◆ TASK REQUIREMENTS
Swap "Identify" for "Mark" throughout the items below and give every line back with nothing else changed. Leave the pictures out of your answer.
** start ENTRIES SHOWN **
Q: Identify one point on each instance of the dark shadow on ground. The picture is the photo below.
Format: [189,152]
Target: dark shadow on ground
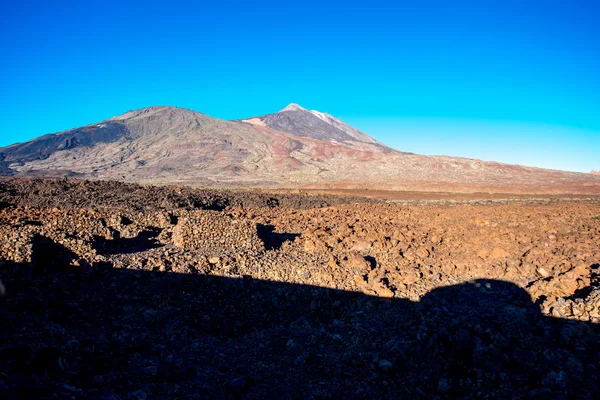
[113,334]
[271,239]
[145,240]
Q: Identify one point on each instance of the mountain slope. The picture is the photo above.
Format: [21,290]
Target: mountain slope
[301,122]
[292,148]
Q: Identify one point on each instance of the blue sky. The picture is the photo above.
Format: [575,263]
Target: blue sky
[511,81]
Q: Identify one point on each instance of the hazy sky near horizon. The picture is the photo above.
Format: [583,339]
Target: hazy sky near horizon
[510,81]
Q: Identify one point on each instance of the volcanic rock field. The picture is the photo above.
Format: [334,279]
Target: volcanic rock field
[120,291]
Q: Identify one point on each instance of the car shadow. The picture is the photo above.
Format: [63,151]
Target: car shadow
[145,240]
[271,239]
[119,333]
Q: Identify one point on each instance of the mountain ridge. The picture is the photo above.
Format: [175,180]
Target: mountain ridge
[294,147]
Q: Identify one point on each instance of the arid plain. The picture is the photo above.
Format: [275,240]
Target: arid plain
[115,290]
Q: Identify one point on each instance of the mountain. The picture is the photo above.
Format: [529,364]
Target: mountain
[313,124]
[294,147]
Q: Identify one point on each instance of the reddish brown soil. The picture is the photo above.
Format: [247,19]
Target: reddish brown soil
[120,291]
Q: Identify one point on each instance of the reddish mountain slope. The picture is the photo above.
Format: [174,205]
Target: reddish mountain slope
[292,148]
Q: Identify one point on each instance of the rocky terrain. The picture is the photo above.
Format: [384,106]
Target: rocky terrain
[119,291]
[292,148]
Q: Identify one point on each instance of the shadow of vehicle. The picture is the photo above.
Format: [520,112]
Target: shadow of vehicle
[271,239]
[145,240]
[116,334]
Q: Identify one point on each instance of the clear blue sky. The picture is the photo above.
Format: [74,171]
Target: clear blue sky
** end ENTRIES SHOWN **
◆ THE REPLY
Q: Mark one point on each instance of the dark shadow on ground. The picture is the photo below.
Format: [189,152]
Target: dark shadow on ground
[113,334]
[271,239]
[145,240]
Q: Mark one point on each instance of the mountain slope. The picture is the photo above.
Format: [21,290]
Target: mountain slope
[301,122]
[292,148]
Q: Mark one point on each instance of the blue sky. The picture is the photo above.
Format: [575,263]
Target: blue sky
[511,81]
Q: Mark one point on each instance of the hazy sky near horizon. The picture is the photo above.
Format: [583,339]
Target: hazy sky near horizon
[510,81]
Q: Mark one point on each instance of the volcanic rock field. The picture is the photo above.
Format: [334,279]
Target: volcanic rock field
[120,291]
Q: Mark one point on each instance of the car shadow. The picture is the photo above.
Format: [63,151]
Target: car shadow
[145,240]
[271,239]
[119,333]
Q: Mark one point on each instance of the mountain ridge. The picture is the photo above.
Format: [175,180]
Target: mountain ridge
[294,147]
Q: Mark one point on each instance of the arid plain. The picture is the photo above.
Format: [275,240]
Target: arid plain
[115,290]
Q: Mark one point on each instance of the mountain. The picture is the photo above.
Format: [529,364]
Target: mountain
[313,124]
[294,147]
Q: Mark one point on each instance of the reddish brown soil. The picture is the photo above.
Format: [247,19]
Target: reddish brown soil
[120,291]
Q: Mark one point on each instance of the reddish mountain slope. The picture is the photo above.
Format: [174,205]
Target: reddish mountain slope
[292,148]
Q: Mark one point on each instance of the rocky terrain. The picture is the photo above.
Format: [384,106]
Target: rocky terrain
[119,291]
[292,148]
Q: Mark one point on each instance of the shadow of vehicle. The picture is the photo above.
Format: [520,112]
Target: shadow of vehicle
[271,239]
[145,240]
[116,334]
Q: Mark one point on each instance of the clear blue sky. The picture is the photo above.
Format: [74,171]
Target: clear blue sky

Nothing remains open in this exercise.